** begin READING PASSAGE **

The Bounty’s crew bitched about the food and they bitched about the exercise, but Bligh just stamped around on deck and swore at them. He wasn’t going to give any consideration to their complaints. He was the captain and that was the end of it. If they wanted to grumble, they could bitch to Christian for all Bligh cared.
But Bligh, like Potulniy, wasn’t a bad man, even though he was mostly aloof from his crew. For instance, he split the ship’s company into three watches, instead of the normal two, which was unusual for that day. It made duty much easier. The men could get some rest between watches. And after trying to get around Cape Horn for nearly thirty days, being pushed back into the Atlantic by storm after storm, he thanked his crew for a valiant effort, then turned tail and headed for the Pacific by the longer, but easier, route across the Atlantic and around the southern tip of Africa.
The Bounty arrived in Tahiti in the late fall of 1788 and had to remain at anchor for nearly six months until it was the proper season to harvest the immature breadfruit plants. This was Bligh’s big mistake. Six months with no sea duty, at an island filled with good-looking and very willing Polynesian women, for whom white men were a novelty, corrupted the crew. Compared to England, and especially compared to life aboard ship, Tahiti was a paradise. Many of the men had girlfriends, and in six months a lot of the relationships were just as strong as any new marriage. When it was time to leave, a lot of the men didn’t want to go. A few of them even deserted, hiding up in the hills, where they hoped to wait it out until the Bounty sailed away.
But Bligh would have none of that. He took a party and searched the island, finally rounding up the deserters after three weeks of tromping through the mountains and jungles. But he was a humane man. Instead of flogging them and then hanging them from the yardarms, as was the practice, he just had them flogged.
The Bounty finally weighed anchor in the spring of 1789, loaded to the gills with breadfruit plants and a very unhappy crew, miserable that they were being made to leave paradise. Bligh stormed around the deck, swearing and bitching, especially at Christian, all day long, every day, and yet each night Christian was invited to dine with the suddenly civilized captain.
Like Potulniy, who never suspected that Sablin would turn against him, Bligh never had the slightest suspicion that Christian would lead a mutiny. Such an act was utterly unthinkable.
A couple of weeks out from Tahiti, Christian decided to build a raft, jump ship, and somehow try to make it back to Tahiti, where he’d had a warm relationship with the chief’s daughter. He confided in one of the midshipmen, who warned that there were sharks in the water.
“Anyway, if you want to do something like that, why not do away with the old man and take the ship?” the midshipman may have said. “Most of the crew would be with you, sir.”
Christian ran the idea past a few of the crewmen, who agreed. That early morning of April 28, 1789, Christian broke into the arms chest, distributed the weapons to his supporters, and arrested Bligh.
The captain, still in his nightshirt, was brought up on deck, and the assembled crew was asked who wanted to get off the ship with Bligh. Thirty of them raised their hands, and Bligh pleaded that he had a wife and four children and asked for some kind of mercy.
“It’s too late for that,” Christian told the captain. “You have forced us through hell these past weeks, and now there’s no turning back.”

** end READING PASSAGE **
** begin RECORDED INFORMATION **

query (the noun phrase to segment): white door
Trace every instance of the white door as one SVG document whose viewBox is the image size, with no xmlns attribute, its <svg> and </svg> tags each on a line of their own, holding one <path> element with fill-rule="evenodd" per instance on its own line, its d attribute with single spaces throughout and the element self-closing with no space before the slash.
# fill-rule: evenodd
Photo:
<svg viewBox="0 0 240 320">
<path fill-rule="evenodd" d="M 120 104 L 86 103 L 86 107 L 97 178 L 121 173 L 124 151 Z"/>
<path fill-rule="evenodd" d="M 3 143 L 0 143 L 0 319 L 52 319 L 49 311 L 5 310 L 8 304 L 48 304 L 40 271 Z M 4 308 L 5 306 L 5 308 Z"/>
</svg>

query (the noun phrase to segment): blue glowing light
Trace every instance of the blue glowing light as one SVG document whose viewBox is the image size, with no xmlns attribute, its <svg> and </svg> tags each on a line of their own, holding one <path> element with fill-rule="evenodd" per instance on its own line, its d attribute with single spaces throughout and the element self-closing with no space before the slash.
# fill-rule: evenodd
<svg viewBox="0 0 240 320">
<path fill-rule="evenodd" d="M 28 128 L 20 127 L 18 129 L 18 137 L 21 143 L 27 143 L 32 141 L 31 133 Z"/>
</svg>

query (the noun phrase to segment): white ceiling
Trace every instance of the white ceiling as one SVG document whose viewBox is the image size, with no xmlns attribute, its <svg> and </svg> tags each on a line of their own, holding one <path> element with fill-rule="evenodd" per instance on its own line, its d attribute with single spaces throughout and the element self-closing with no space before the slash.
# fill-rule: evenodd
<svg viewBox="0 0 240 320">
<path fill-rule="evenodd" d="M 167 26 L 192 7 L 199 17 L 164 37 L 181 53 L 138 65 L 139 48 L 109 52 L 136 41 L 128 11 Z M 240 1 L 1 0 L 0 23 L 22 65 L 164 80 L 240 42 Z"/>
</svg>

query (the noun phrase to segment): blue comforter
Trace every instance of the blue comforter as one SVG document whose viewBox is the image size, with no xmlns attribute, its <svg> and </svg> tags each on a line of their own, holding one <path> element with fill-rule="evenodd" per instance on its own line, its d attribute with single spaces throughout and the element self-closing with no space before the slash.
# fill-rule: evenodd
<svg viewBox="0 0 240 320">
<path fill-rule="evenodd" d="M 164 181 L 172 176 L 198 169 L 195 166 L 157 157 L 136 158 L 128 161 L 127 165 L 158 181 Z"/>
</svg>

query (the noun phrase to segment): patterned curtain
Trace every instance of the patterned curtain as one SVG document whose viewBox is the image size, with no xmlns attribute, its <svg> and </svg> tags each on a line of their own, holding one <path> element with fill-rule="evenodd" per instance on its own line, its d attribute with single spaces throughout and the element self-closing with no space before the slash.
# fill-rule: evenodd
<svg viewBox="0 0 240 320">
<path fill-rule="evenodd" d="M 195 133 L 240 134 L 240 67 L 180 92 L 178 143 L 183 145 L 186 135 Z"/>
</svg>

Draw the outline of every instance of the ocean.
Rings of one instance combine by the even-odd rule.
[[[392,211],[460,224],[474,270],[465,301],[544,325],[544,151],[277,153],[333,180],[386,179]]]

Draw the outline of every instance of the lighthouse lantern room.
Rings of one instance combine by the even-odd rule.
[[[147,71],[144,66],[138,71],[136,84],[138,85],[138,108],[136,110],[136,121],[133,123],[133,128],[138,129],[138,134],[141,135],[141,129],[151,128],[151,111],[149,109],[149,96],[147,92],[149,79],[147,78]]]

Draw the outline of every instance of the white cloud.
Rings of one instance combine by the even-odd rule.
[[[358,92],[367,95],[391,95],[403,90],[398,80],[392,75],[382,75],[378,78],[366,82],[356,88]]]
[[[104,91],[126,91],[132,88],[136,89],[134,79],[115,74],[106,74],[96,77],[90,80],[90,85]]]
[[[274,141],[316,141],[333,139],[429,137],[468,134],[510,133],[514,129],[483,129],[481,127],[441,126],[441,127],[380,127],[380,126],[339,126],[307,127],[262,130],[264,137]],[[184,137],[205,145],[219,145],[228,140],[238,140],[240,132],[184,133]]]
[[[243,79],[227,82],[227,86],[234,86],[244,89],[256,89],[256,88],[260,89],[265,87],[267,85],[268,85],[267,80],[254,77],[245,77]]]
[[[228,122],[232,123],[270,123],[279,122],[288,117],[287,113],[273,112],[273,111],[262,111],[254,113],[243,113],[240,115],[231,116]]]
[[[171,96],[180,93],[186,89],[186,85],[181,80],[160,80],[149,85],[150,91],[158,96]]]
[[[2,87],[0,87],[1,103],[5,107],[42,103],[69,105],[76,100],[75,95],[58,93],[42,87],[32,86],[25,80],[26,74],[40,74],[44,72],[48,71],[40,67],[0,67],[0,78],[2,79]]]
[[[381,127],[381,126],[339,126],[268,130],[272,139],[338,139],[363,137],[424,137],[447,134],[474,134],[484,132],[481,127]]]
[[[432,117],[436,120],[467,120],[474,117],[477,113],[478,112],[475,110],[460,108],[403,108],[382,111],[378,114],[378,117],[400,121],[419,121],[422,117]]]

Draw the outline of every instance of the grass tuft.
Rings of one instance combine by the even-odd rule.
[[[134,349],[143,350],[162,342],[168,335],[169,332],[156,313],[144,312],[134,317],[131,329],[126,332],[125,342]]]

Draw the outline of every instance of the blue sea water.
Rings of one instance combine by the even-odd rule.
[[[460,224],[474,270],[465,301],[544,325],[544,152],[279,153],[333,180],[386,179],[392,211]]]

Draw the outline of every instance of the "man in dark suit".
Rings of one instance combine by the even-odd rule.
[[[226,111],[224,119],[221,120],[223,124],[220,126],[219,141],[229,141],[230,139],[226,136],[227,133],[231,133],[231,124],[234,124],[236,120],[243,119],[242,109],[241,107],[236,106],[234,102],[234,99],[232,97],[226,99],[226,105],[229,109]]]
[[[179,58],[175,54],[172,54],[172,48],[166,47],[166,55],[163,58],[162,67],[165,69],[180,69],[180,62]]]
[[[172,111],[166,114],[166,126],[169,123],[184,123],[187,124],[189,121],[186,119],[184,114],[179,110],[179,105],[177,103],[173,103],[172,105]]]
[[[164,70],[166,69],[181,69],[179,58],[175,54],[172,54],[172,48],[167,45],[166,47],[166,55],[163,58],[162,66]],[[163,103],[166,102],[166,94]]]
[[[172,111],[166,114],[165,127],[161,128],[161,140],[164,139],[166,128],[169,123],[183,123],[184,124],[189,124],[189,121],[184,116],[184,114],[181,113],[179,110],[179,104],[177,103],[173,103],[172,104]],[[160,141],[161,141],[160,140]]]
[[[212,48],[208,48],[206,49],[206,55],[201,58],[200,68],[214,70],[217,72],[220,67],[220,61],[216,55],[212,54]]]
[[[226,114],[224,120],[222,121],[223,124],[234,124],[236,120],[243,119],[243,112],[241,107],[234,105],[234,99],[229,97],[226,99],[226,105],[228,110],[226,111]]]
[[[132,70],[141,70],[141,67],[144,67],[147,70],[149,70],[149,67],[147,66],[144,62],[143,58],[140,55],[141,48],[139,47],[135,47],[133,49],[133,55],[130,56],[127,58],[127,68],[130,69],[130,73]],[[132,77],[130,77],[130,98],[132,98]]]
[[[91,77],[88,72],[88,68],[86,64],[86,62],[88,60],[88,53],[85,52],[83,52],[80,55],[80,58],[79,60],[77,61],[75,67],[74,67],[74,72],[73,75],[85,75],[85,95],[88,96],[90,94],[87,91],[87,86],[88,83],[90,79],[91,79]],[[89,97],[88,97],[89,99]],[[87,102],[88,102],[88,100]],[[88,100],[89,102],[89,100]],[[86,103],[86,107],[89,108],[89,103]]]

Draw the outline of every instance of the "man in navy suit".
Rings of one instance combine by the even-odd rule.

** end RECORDED INFORMATION **

▶ _TASKS AND EXERCISES_
A. Answer these about the Bounty mutiny passage:
(i) Into how many watches did Bligh split the ship's company?
(ii) How long did the Bounty have to remain at anchor in Tahiti?
(iii) On what date did Christian arrest Bligh?
B. Extend the Bounty mutiny passage from its last line.
Nothing in the entries is needed here.

▶ _EXPECTED RESPONSES_
A.
(i) Three watches.
(ii) Nearly six months.
(iii) April 28, 1789.

B.
Some of the men who wanted to go with Bligh were forced to stay behind, because there was no room for them aboard the captain’s gig. So Bligh and eighteen of his crew were set adrift with enough food and water for only five days.
Sablin knew the story, of course, and the next parts must have given him some pause. Captain Bligh made it back to civilization after a forty-eight-day voyage in which he had to ration the food and battle storms, losing only one man when they tried to come ashore for provisions on an island filled with cannibals.
For that tremendous feat of seamanship Bligh was court-martialed, acquitted, promoted to captain, and given command of HMS Providence, plus an escort vessel, Assistant, and was sent back to Tahiti for more breadfruit. This time without trouble.
Bligh, on the one hand, wrote a couple of successful books about the Bounty mutiny and then was involved in two other mutinies, including one while he was governor of New South Wales in Australia in 1805. Bligh died in 1817, with the rank of Vice-Admiral of the Blue, a well-decorated hero.
The mutineer Christian, on the other hand, wasn’t so lucky. He conned the Bounty back to Tahiti, where they picked up the Tahitian women and a few Tahitian men, and eventually they made their way to the remote island of Pitcairn, where he burned the ship to the waterline to prevent anyone from escaping and reporting their whereabouts.
The Polynesian men and the white crew were unhappy almost from the start. And within less than three years five of the original Bounty crew, including Fletcher Christian, and all the Polynesian men, were murdered.
Then, one by one, the Tahitian women killed all but two of the original mutineers, leaving only John Adams and Ned Young. Young died of natural causes in 1800.
The officers and midshipmen looking down the barrel of the gun in the midshipmen’s dining hall could not even guess at what prospects Sablin was facing, except that all of them knew that an invisible line had been crossed that would change all of their lives forever.
No matter what choice any of them made.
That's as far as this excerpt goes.